Short exercise:
Copy everything from the line containing "# locate carved" down to the end of the rows below, renaming "sofa" to "couch" and leaving all else unchanged.
□ □ □ □
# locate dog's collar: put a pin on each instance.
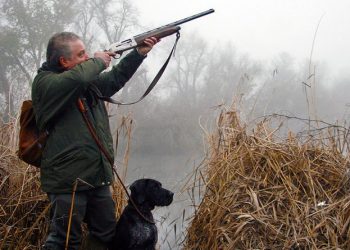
(145, 214)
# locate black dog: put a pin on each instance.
(136, 228)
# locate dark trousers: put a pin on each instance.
(96, 207)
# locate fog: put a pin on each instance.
(268, 57)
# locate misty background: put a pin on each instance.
(267, 57)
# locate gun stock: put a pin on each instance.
(160, 32)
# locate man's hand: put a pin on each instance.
(149, 43)
(105, 56)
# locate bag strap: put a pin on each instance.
(150, 87)
(83, 109)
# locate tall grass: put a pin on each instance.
(264, 191)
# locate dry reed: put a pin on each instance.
(264, 192)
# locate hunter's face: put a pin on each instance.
(78, 55)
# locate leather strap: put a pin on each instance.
(83, 109)
(150, 87)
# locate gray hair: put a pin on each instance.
(59, 46)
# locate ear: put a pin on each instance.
(63, 62)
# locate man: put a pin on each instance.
(71, 155)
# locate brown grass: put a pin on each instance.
(264, 192)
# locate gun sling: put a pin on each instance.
(83, 107)
(150, 87)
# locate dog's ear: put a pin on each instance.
(137, 192)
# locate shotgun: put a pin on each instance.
(160, 32)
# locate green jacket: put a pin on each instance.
(70, 151)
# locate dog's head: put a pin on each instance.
(149, 193)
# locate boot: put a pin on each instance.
(92, 243)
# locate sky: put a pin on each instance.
(262, 29)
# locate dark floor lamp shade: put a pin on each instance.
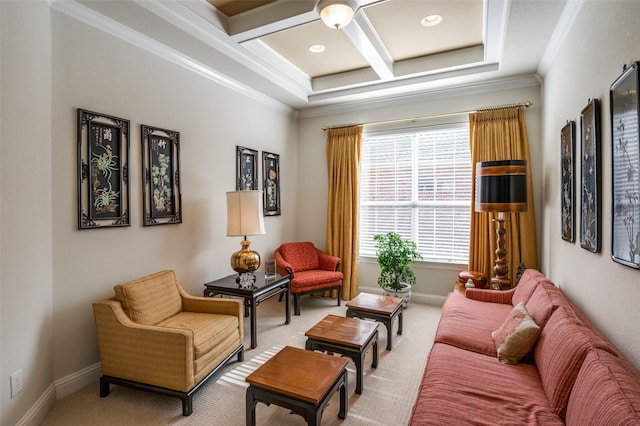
(501, 186)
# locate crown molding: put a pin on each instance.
(506, 83)
(90, 17)
(565, 23)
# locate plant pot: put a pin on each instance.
(404, 293)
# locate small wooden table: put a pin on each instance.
(350, 337)
(261, 290)
(377, 307)
(299, 380)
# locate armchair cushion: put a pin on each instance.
(301, 256)
(316, 279)
(150, 299)
(208, 329)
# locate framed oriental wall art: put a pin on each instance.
(625, 153)
(103, 158)
(590, 205)
(271, 172)
(567, 152)
(246, 169)
(161, 193)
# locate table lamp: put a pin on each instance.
(244, 217)
(501, 186)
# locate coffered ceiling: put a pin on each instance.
(263, 46)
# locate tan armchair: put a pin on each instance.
(154, 336)
(310, 269)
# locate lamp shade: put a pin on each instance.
(501, 186)
(244, 213)
(336, 13)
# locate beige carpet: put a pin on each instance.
(387, 398)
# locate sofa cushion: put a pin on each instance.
(208, 329)
(516, 336)
(468, 323)
(464, 388)
(301, 256)
(540, 306)
(559, 353)
(526, 286)
(617, 400)
(150, 299)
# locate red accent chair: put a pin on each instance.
(310, 269)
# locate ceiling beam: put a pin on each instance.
(365, 39)
(270, 19)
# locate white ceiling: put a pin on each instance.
(261, 47)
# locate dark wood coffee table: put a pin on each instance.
(377, 307)
(350, 337)
(262, 289)
(299, 380)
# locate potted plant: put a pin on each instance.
(394, 257)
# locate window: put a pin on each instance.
(418, 183)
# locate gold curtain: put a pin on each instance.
(344, 146)
(501, 134)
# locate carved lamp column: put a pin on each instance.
(501, 187)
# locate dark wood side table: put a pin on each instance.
(262, 289)
(350, 337)
(299, 380)
(377, 307)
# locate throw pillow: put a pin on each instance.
(516, 336)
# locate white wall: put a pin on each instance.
(25, 197)
(52, 272)
(434, 281)
(603, 38)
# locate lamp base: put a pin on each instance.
(245, 260)
(501, 268)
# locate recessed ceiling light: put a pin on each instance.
(431, 20)
(317, 48)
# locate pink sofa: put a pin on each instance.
(573, 375)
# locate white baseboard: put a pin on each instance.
(78, 380)
(39, 410)
(427, 299)
(58, 390)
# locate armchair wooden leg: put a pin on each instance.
(296, 304)
(187, 405)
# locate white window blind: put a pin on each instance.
(418, 183)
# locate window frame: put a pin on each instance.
(460, 122)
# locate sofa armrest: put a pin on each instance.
(493, 296)
(284, 267)
(143, 353)
(328, 262)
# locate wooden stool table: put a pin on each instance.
(299, 380)
(350, 337)
(377, 307)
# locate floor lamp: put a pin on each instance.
(501, 187)
(244, 217)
□ □ □ □
Response:
# locate carved lamp column: put a pin on each instance.
(501, 187)
# locate dark wood side table: put a pin on each instance.
(262, 289)
(350, 337)
(299, 380)
(377, 307)
# locate throw pillow: put a pin on each instance.
(516, 336)
# locate white wall: put a pin on each instance.
(25, 197)
(52, 272)
(434, 281)
(603, 38)
# locate lamp base: put a pin on each instance.
(245, 260)
(501, 268)
# locate recessed ceiling light: put a pin on each instance.
(431, 20)
(317, 48)
# locate pink couch: put a pin on each instance.
(573, 375)
# locate white baseboard: put a pin on each instance.
(78, 380)
(39, 410)
(427, 299)
(58, 390)
# locate armchair wooden leg: put a pin on each instance.
(296, 304)
(187, 405)
# locate white window blind: put a pin on each instance.
(418, 183)
# locate window frame: put a pin on each instance.
(460, 122)
# locate couch armrest: put a pin on each instance.
(493, 296)
(284, 267)
(143, 353)
(328, 262)
# locate wooden stool table: put a pin on each instance.
(299, 380)
(350, 337)
(377, 307)
# locate floor lamp: put a pin on each instance.
(501, 187)
(244, 217)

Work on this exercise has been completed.